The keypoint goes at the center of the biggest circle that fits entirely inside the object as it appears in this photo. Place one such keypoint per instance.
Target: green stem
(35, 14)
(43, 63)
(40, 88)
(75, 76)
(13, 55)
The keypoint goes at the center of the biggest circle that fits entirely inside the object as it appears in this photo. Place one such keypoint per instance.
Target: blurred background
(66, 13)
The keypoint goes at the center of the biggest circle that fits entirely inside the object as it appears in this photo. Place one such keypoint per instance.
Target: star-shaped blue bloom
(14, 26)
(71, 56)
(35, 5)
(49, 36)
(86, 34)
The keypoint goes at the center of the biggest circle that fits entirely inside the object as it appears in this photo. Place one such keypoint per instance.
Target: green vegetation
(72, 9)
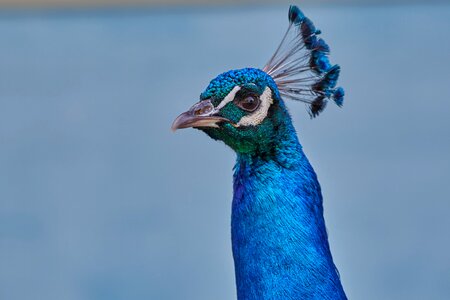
::::::
● Exercise brief
Pick out every line in the items above that contains the string "green", treating uppercase and lowercase as different.

● Solution for this problem
Target: green stem
Target: green vegetation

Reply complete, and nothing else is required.